- Description of the task
Please count the lines in the material below that contain the string "white", treating uppercase and lowercase as different. Reply with the number alone.

(Box annotations for photos)
>> Start
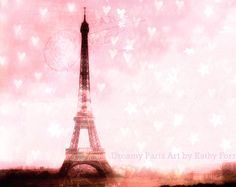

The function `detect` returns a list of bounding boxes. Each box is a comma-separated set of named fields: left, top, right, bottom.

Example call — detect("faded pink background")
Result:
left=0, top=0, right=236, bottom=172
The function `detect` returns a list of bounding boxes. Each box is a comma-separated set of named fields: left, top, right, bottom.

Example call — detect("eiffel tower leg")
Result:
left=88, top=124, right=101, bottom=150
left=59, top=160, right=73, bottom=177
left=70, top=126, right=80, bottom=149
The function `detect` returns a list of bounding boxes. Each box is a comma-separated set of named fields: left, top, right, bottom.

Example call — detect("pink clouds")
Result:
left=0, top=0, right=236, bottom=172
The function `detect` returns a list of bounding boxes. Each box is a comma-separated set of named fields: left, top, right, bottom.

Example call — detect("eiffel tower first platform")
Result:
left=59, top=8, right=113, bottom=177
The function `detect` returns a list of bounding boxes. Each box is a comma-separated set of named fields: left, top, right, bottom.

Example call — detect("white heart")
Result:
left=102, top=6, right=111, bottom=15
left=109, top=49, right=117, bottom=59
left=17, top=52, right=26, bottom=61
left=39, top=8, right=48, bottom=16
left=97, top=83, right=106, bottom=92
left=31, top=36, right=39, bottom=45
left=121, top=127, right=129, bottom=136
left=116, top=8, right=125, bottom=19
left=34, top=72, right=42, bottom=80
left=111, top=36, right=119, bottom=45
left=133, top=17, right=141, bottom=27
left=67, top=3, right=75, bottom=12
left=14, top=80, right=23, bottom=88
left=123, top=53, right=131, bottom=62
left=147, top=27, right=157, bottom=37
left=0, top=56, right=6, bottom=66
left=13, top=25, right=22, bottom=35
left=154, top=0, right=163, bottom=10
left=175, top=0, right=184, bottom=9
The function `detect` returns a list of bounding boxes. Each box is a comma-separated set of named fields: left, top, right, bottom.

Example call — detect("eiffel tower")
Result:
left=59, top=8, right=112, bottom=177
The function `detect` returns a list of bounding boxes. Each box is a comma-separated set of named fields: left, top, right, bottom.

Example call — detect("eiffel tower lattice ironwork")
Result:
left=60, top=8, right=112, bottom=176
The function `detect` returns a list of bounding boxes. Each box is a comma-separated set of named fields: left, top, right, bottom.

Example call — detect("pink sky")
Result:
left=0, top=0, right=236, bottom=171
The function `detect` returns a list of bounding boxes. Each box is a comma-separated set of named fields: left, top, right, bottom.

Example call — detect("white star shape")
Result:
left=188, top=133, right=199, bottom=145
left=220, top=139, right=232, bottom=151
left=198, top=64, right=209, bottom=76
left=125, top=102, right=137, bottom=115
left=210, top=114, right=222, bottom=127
>> End
- Exercise output
2